Exercise aim: According to the profile of Lucy, why is Tartikoff's "stamina problem" remark revealing? Answer in one to three sentences.

Supplied passage:
----
Curled up on the floor of her Beverly Hills sun room, a drink in hand, Lucy was resting her back against a backgammon table. Resting was really the wrong word. Lucy doesn’t rest. A week of interviewing her at home, day after day at precisely 4 p.m., followed by a month of observing her at work, is enough evidence: Lucy is a complete contradiction from moment to moment. Except in one way: She never lets up--at anything.

Last month NBC Entertainment president Brandon Tartikoff told the Washington Post, about Lucy: “I hear there’s been a stamina problem.” Tartikoff may be this year’s heat in broadcasting, but he’s wrong about Lucy. There are all kinds of problems at “Life With Lucy” (just read the reviews), but stamina isn’t one of them. Nervousness, maybe, but Lucy can still climb up to a tree house countless times, or redo dance steps, or get lost in foam.

Tartikoff’s remark is revealing of how brutal TV really is. Not only does the competition want you to fail, it wants to predict your failure, and then embarrass you with it. From the time she was fired from the third road company of “Rio Rita” 55 years ago until last week--when Nielsen didn’t love Lucy--she has been a plugger.

If the history of stardom can be put into two words, uphill battle , then Lucy is a walking history. She has as much longevity as any woman in the business (including Bette Davis and Katharine Hepburn). A Chesterfield poster girl in the ‘30s, the Queen of the B-minus movies in the ‘40s, the Queen of TV in the ‘50s--but those are highlights. It’s the battles that cling to Lucy like charms on a bracelet. It’s the battles that propel her and it’s the battles, inevitably, she wants to talk about.
----
Record extracts:
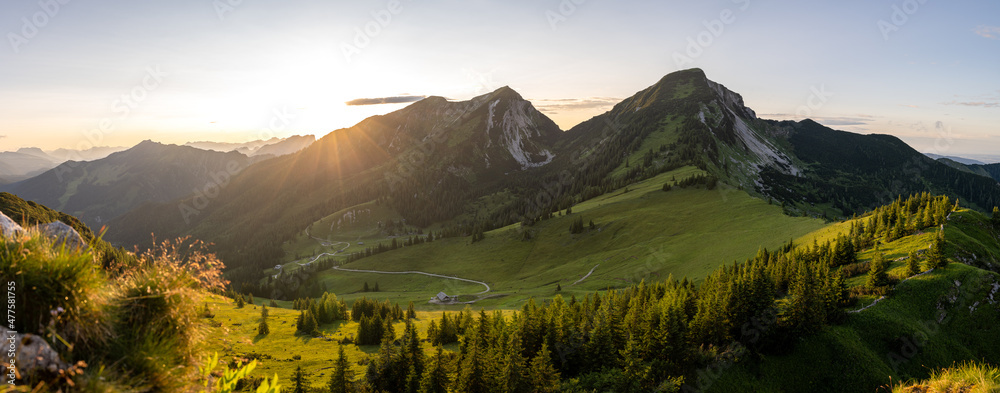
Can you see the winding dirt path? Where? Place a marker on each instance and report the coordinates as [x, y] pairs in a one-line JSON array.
[[418, 272], [588, 274]]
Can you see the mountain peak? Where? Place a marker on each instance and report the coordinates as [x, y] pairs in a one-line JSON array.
[[506, 92]]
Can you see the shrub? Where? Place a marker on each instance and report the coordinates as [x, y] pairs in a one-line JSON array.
[[157, 318], [59, 291]]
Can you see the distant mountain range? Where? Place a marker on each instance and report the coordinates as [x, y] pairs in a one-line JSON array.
[[495, 160], [960, 160], [28, 162], [274, 146]]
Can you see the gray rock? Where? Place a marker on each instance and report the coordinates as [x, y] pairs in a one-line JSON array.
[[9, 228], [61, 233], [34, 356]]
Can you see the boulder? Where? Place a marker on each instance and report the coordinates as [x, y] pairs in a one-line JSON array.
[[34, 356], [60, 233], [9, 228]]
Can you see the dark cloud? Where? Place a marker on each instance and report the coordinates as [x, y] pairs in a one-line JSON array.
[[842, 121], [385, 100], [858, 120]]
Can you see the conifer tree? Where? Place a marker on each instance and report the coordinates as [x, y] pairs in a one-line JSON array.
[[912, 267], [877, 276], [435, 379], [263, 329], [472, 372], [299, 379], [935, 257], [542, 374], [306, 322], [341, 380], [513, 376]]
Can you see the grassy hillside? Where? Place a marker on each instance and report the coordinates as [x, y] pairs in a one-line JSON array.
[[928, 321], [932, 320], [642, 234], [234, 336], [968, 377]]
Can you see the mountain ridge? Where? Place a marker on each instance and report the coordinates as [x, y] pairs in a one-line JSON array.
[[460, 165]]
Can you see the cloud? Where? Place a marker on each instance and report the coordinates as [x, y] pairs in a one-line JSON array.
[[384, 100], [842, 121], [991, 32], [857, 120], [555, 105], [981, 104]]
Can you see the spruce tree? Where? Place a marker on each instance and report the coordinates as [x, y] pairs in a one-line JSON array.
[[263, 329], [935, 257], [435, 379], [877, 276], [542, 374], [299, 379], [472, 372], [513, 376], [912, 267], [342, 378]]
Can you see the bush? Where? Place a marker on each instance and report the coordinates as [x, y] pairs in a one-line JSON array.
[[57, 290], [156, 314]]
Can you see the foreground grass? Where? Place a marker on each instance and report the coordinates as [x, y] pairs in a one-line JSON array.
[[968, 377], [937, 319]]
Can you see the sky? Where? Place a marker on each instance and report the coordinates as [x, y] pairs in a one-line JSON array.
[[79, 73]]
----
Result for this task: It shows how brutal TV really is. The competition wants you to fail, and it also wants to predict your failure and then embarrass you with it.